-- Task material --

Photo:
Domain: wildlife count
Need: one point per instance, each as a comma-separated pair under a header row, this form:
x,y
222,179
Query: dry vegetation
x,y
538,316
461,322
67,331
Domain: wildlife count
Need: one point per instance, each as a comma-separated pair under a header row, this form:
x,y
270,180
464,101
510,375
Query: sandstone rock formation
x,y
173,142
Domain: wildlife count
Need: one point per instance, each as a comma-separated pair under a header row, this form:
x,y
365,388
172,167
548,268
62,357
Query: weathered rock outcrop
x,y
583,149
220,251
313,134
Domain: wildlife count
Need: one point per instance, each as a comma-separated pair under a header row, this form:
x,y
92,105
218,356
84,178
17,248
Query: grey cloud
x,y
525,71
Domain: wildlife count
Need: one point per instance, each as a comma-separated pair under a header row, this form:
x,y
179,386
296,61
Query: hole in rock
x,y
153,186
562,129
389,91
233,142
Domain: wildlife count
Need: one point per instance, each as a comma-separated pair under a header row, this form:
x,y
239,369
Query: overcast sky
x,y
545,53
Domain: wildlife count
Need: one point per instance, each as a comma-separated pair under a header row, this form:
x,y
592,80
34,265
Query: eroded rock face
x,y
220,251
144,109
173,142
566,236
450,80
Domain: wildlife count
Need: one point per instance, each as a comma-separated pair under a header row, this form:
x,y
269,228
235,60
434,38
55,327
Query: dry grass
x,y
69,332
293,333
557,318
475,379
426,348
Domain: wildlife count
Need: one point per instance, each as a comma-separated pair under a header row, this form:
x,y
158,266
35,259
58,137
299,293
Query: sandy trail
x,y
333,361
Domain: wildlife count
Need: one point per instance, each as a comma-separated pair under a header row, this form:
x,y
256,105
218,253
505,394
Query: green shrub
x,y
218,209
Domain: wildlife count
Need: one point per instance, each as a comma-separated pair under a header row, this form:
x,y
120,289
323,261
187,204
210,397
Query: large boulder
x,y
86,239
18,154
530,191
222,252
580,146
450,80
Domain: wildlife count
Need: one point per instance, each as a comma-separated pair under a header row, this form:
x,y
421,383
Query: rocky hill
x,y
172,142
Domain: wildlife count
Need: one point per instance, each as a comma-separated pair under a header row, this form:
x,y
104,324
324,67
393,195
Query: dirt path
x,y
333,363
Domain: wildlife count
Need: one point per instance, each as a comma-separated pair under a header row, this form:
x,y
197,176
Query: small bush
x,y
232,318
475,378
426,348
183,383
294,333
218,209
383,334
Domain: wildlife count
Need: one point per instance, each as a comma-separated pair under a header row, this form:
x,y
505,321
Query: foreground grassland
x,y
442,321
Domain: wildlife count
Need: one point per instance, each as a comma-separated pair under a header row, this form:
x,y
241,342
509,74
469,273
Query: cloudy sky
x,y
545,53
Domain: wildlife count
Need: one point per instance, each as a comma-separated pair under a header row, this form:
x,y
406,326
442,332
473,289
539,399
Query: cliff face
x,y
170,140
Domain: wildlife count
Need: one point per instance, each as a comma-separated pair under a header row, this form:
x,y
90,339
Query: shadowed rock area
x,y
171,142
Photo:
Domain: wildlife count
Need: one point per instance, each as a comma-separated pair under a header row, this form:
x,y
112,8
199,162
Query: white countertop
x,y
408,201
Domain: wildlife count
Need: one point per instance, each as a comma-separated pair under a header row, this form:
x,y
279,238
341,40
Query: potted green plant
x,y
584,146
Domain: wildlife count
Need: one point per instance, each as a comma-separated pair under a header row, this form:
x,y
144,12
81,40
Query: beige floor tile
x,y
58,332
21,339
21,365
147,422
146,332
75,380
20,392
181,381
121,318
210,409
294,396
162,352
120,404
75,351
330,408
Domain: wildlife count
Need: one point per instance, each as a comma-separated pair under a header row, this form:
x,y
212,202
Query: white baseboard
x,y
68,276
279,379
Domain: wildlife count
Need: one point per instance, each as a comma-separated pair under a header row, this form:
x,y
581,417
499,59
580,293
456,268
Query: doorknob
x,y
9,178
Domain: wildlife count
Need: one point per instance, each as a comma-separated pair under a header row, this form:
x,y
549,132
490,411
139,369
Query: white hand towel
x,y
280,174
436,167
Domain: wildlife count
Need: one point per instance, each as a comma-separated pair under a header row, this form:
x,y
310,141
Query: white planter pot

-- Assignment --
Start to finish, restate the records above word for word.

-- Task response --
Photo:
Domain: wildlife count
Need: one point per instance, each as a comma-separated pair under a header row, this form:
x,y
222,179
Query: dry vegetation
x,y
538,316
461,322
67,331
Domain: wildlife count
Need: one point per instance, each as a comma-separated pair under a header row, this form:
x,y
270,180
464,101
510,375
Query: sandstone rock formation
x,y
173,142
Domain: wildlife count
Need: one point per instance, each as a comma-separated pair under a header row, this form:
x,y
365,388
172,167
548,268
62,357
Query: weathered rock outcrop
x,y
583,149
220,251
313,134
Domain: wildlife count
Need: one point per instance, each as a comma-separated pair under a header row, this form:
x,y
92,105
218,356
84,178
17,248
Query: grey cloud
x,y
525,71
Domain: wildlife count
Need: one point per instance, each as a comma-separated pair under a header row, this form:
x,y
179,386
296,61
Query: hole in rock
x,y
153,186
562,129
389,91
233,142
Domain: wildlife count
Need: one point per instance, each as a comma-separated pair under a header row, this form:
x,y
239,369
Query: overcast sky
x,y
545,53
Domain: wildlife count
Need: one point per instance, each as a comma-separated pair under a header row, this form:
x,y
592,80
34,265
Query: eroded rock face
x,y
220,251
144,109
173,142
566,236
450,80
Domain: wildlife count
Need: one point per instance, each as a comma-separated pair under a header row, this form:
x,y
269,228
235,60
434,38
55,327
Query: dry grass
x,y
69,332
293,333
557,318
475,379
426,348
Domain: wildlife count
Need: one point per instance, each as a comma-separated pair under a header row, this form:
x,y
158,266
35,259
58,137
299,293
Query: sandy trail
x,y
333,361
Domain: wildlife count
Need: one point per instance, each as a comma-separated pair under a header row, this form:
x,y
256,105
218,253
505,394
Query: green shrub
x,y
218,209
Domain: wildlife count
Need: one point per instance, each as a comma-separated pair under a header row, this form:
x,y
120,289
323,261
187,204
210,397
Query: large boulder
x,y
86,239
18,154
530,191
222,252
580,146
450,80
Domain: wildlife count
Need: one point per instance, each as a comma-separated pair under a header row, this form:
x,y
421,383
Query: rocky hill
x,y
172,142
Domain: wildlife count
Need: one point per instance, each as a comma-separated pair under a header row, this form:
x,y
104,324
324,67
393,195
Query: dirt path
x,y
333,363
Domain: wildlife count
Need: one point per instance, each as a comma-separated pair under a header row, this form:
x,y
197,176
Query: small bush
x,y
232,318
475,378
426,348
183,383
294,333
218,209
383,334
Domain: wildlife count
Need: one point per instance, each as a comma-separated pair under a header row, this form:
x,y
505,321
Query: foreground grassland
x,y
442,321
Domain: wildlife count
Need: one point per instance, each as a comma-separated pair under a header row, this form:
x,y
241,342
509,74
469,273
Query: cloudy sky
x,y
545,53
Domain: wildlife count
Need: one point per instance, each as a comma-separated pair under a header row, this form:
x,y
406,326
442,332
473,289
539,399
Query: cliff face
x,y
170,140
Domain: wildlife count
Need: one point per instance, each as a comma-separated pair under a header row, this form:
x,y
90,339
Query: shadowed rock area
x,y
171,142
Photo:
Domain: wildlife count
Need: one point per instance, each as a comma-separated pair under a header row, this form:
x,y
112,8
199,162
Query: white countertop
x,y
408,201
Domain: wildlife count
Need: one point per instance, each as a comma-separated pair under a header row, this form:
x,y
279,238
341,40
Query: potted green plant
x,y
584,146
Domain: wildlife count
Need: one point per instance, each as a comma-separated pair under a header row, this form:
x,y
144,12
81,40
Query: beige floor tile
x,y
58,332
21,339
21,365
147,422
146,332
75,380
20,392
181,381
121,318
210,409
294,396
162,352
120,404
75,351
330,408
Domain: wildlife count
Need: one point per instance, each as a comma-separated pair under a header row, this form:
x,y
212,202
Query: white baseboard
x,y
68,276
279,379
Domain: wildlife count
Need: one point per instance, each as a comma-separated pair under a header row, this form:
x,y
581,417
499,59
580,293
456,268
Query: doorknob
x,y
9,178
Domain: wildlife count
Need: one point per instance, each as a comma-separated pair under a header row, this form:
x,y
549,132
490,411
139,369
Query: white hand towel
x,y
280,174
436,167
Domain: wildlife count
Need: one point per instance, each as a comma-separated pair under a header row, this form:
x,y
310,141
Query: white planter pot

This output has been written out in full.